MATERIAL SUPPLIED.

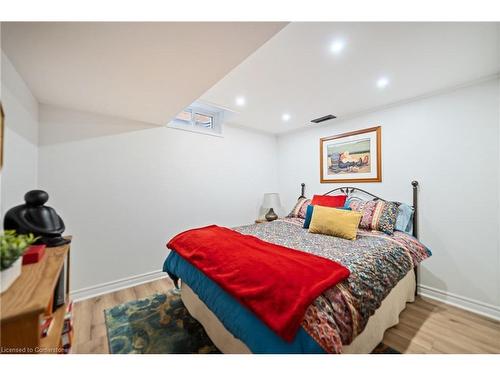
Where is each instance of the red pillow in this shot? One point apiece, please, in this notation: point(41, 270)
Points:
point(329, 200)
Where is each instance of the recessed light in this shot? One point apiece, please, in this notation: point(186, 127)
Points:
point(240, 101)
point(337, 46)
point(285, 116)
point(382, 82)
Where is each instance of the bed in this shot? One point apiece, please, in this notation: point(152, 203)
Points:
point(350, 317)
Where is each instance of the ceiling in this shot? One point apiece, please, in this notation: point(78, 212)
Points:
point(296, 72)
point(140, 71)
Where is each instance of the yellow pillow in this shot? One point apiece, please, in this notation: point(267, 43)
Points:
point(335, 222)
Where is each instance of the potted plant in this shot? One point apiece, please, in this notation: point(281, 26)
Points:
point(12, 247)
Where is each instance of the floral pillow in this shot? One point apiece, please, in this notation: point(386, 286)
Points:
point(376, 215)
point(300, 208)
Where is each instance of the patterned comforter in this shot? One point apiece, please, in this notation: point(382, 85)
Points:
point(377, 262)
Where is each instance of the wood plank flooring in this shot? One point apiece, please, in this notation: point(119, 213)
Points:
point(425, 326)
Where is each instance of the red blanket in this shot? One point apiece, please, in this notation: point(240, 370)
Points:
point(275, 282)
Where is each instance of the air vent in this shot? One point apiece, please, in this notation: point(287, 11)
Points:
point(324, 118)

* * *

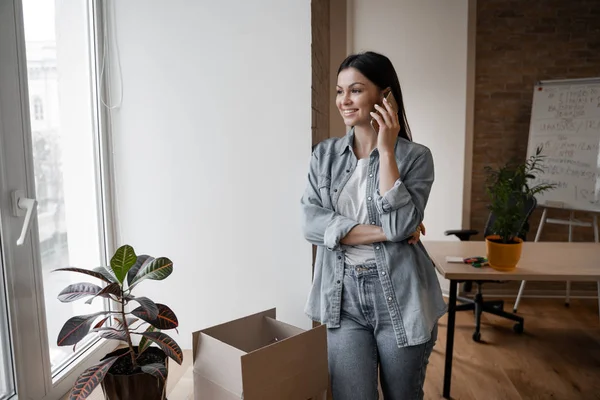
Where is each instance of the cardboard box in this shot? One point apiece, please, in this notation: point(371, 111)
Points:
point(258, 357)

EXERCISE INSTRUCTIONS. Rewrite part of the material as a JSON array of strings with one string per line and no blank lines. Begin at the line that has "Where is each instance of the ceiling" and stop after the line that has "point(275, 282)".

RESULT OF THE EXERCISE.
[
  "Where is each instance of the ceiling in this shot? One point apiece, please, in this notation: point(78, 212)",
  "Points:",
  "point(296, 72)",
  "point(140, 71)",
  "Where is each instance of the yellow pillow in this shot? One point apiece, please, in this notation: point(267, 43)",
  "Points:",
  "point(335, 222)",
  "Where is each instance of the potted plant in this shot? One point apiece, please, in this notation: point(281, 26)",
  "Points:",
  "point(12, 247)",
  "Where is each instance of the floral pillow in this shot? One point apiece, please, in this notation: point(386, 286)",
  "Points:",
  "point(376, 215)",
  "point(300, 208)",
  "Where is each instance of the patterned comforter in this shot? One point apiece, please, in this notation: point(382, 85)",
  "Points:",
  "point(377, 262)",
  "Where is each instance of the wood plank flooring in this shot? One point apiece, please, in this notation: point(119, 213)",
  "Points:",
  "point(425, 326)",
  "Where is each instance of the red blanket in this shot? One point apiece, please, in this notation: point(240, 370)",
  "Points:",
  "point(275, 282)"
]